_Exercise inputs:_
────────
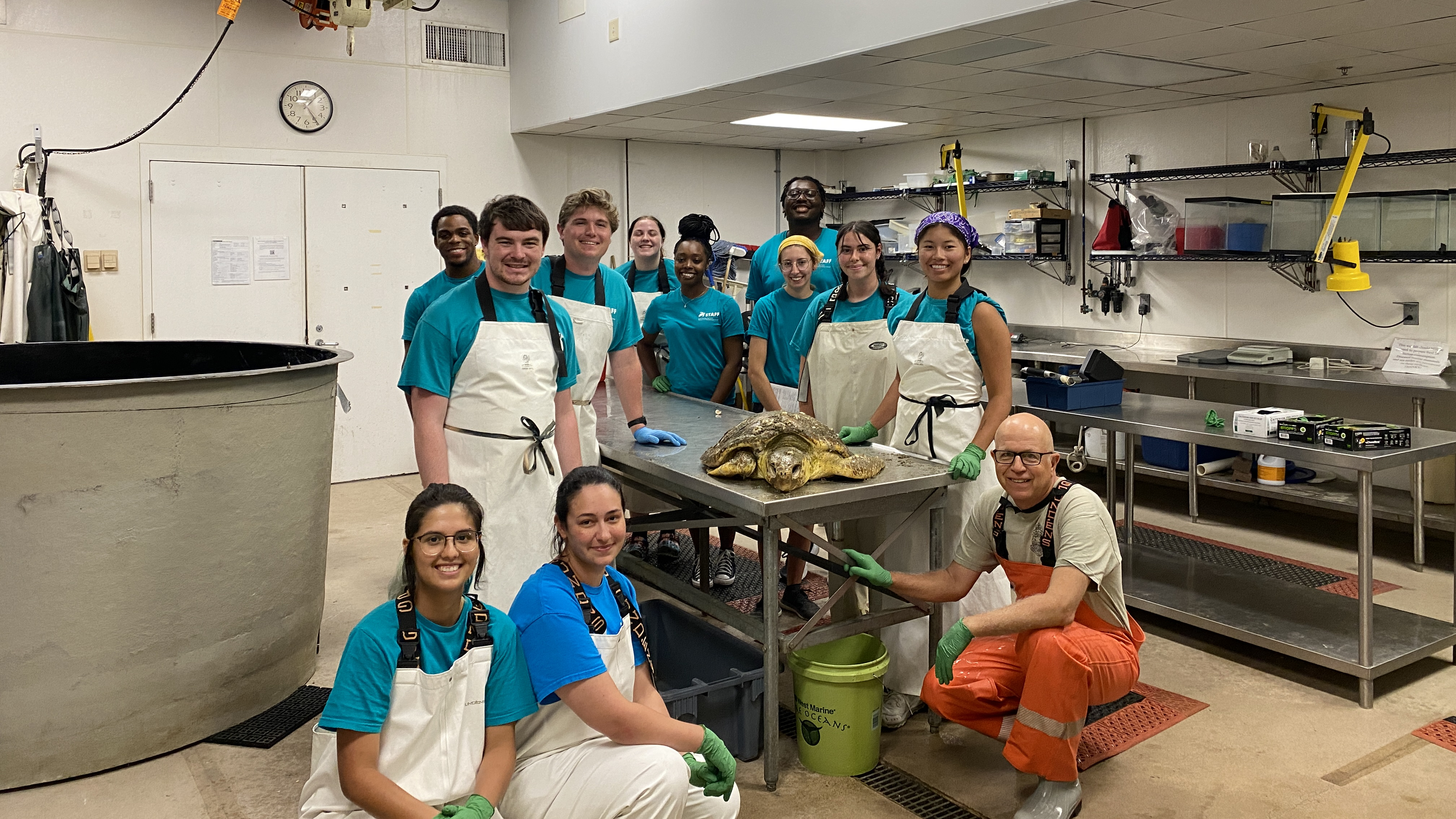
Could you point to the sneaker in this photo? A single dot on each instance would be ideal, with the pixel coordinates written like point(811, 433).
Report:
point(897, 710)
point(727, 570)
point(798, 602)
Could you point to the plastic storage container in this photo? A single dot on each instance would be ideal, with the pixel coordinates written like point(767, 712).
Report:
point(707, 677)
point(1413, 221)
point(1298, 222)
point(1226, 225)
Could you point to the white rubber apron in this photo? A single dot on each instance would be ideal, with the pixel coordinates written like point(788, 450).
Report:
point(934, 362)
point(498, 432)
point(432, 744)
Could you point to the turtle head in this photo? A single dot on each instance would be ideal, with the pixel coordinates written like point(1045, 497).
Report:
point(785, 470)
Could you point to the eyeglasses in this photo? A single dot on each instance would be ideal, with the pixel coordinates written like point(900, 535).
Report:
point(434, 543)
point(1007, 457)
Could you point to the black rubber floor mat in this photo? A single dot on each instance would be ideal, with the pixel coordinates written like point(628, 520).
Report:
point(1234, 559)
point(267, 729)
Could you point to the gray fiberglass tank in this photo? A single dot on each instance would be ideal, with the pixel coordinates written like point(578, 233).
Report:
point(164, 522)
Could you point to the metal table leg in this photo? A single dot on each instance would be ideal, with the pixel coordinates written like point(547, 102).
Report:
point(1419, 490)
point(1366, 569)
point(769, 557)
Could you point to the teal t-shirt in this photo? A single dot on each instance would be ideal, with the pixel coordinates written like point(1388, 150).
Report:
point(846, 311)
point(695, 332)
point(427, 294)
point(765, 276)
point(360, 697)
point(934, 311)
point(775, 320)
point(446, 333)
point(625, 329)
point(647, 279)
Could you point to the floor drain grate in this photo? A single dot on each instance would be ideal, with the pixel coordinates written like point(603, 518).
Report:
point(267, 729)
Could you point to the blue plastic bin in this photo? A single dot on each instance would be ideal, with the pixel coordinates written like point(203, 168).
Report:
point(1056, 395)
point(1174, 454)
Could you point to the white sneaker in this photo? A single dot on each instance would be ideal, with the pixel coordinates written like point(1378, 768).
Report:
point(897, 709)
point(1053, 801)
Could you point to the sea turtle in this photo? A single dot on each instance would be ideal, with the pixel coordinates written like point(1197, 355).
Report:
point(785, 449)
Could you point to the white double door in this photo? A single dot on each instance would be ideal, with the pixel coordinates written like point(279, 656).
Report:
point(357, 242)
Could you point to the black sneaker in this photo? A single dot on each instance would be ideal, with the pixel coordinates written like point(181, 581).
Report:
point(798, 602)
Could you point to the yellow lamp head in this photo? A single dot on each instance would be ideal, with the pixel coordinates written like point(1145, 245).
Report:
point(1347, 279)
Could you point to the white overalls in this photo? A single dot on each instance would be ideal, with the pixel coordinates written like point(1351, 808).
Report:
point(498, 429)
point(568, 770)
point(593, 329)
point(938, 415)
point(434, 735)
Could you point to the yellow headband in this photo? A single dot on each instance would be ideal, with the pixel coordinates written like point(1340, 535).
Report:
point(804, 242)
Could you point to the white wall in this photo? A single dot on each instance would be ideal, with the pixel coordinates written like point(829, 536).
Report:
point(568, 70)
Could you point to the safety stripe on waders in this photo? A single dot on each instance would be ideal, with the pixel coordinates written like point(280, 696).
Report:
point(598, 624)
point(477, 633)
point(558, 280)
point(1049, 549)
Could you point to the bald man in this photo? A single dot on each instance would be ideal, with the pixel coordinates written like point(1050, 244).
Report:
point(1026, 674)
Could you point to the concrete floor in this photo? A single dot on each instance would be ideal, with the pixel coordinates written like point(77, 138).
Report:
point(1280, 738)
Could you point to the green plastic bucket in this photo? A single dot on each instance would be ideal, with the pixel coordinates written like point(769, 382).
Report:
point(836, 699)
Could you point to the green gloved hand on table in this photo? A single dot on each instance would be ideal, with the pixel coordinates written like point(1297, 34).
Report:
point(969, 464)
point(950, 647)
point(867, 569)
point(858, 435)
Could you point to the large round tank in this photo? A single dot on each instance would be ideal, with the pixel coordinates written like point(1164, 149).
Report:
point(164, 524)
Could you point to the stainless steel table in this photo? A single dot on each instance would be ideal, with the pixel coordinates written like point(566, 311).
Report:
point(676, 477)
point(1355, 637)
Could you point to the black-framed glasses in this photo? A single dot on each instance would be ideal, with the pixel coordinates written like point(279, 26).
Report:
point(1007, 457)
point(434, 543)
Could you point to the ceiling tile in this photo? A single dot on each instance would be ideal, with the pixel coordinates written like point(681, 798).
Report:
point(909, 73)
point(1352, 17)
point(928, 44)
point(1208, 44)
point(1110, 31)
point(1044, 18)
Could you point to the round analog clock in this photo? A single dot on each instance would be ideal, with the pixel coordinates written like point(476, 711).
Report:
point(306, 107)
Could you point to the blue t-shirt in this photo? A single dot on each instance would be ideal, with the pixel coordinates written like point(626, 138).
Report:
point(625, 329)
point(934, 311)
point(765, 276)
point(846, 311)
point(647, 279)
point(554, 632)
point(695, 332)
point(446, 333)
point(360, 697)
point(775, 320)
point(427, 294)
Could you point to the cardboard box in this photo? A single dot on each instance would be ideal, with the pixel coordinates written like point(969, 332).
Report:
point(1306, 428)
point(1263, 423)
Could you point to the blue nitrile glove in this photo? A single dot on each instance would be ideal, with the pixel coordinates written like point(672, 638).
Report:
point(867, 569)
point(474, 808)
point(721, 763)
point(969, 464)
point(644, 435)
point(950, 647)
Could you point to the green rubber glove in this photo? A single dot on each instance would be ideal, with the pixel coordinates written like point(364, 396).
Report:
point(867, 569)
point(950, 647)
point(474, 808)
point(723, 767)
point(967, 465)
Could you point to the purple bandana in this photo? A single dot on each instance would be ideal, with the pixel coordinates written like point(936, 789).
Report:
point(954, 222)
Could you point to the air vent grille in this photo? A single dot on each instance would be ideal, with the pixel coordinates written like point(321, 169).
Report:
point(461, 46)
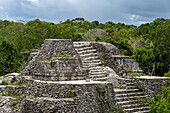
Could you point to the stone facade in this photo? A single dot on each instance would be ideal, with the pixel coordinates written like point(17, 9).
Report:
point(113, 58)
point(56, 60)
point(63, 96)
point(150, 84)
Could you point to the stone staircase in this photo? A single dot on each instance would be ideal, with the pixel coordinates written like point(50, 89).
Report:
point(90, 60)
point(131, 98)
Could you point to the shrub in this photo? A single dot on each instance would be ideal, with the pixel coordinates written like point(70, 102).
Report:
point(4, 82)
point(160, 103)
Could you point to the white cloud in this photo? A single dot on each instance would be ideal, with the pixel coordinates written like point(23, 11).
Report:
point(126, 11)
point(34, 2)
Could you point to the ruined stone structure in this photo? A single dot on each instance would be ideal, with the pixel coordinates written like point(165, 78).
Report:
point(72, 77)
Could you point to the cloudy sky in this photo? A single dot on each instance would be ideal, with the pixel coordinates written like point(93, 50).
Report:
point(127, 11)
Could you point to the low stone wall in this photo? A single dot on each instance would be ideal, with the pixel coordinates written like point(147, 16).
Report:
point(105, 52)
point(88, 97)
point(112, 57)
point(49, 105)
point(56, 60)
point(150, 84)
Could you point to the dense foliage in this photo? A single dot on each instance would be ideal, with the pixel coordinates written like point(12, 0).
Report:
point(148, 43)
point(160, 103)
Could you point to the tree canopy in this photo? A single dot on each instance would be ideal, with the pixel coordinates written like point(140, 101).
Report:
point(148, 43)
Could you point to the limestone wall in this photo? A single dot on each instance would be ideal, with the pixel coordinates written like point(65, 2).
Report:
point(112, 57)
point(150, 84)
point(80, 97)
point(56, 60)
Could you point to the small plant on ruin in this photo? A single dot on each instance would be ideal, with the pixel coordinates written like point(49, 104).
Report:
point(120, 109)
point(13, 105)
point(16, 95)
point(64, 56)
point(36, 94)
point(4, 82)
point(118, 87)
point(160, 103)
────────
_Activity:_
Scan the material above. Copy each line that holds the word "table".

_Task response:_
Could you point to the metal table leg in this photo? A single dot on each instance would be ideal, with the pixel coordinates written like point(547, 102).
Could you point to the green gloved hand on table in this photo? A single dot on each instance would be ideal, with the pixel coordinates written like point(1297, 34).
Could you point to the stainless steel table in this photo? A single dot on each instance would be ideal, with the pixel coordinates written like point(566, 311).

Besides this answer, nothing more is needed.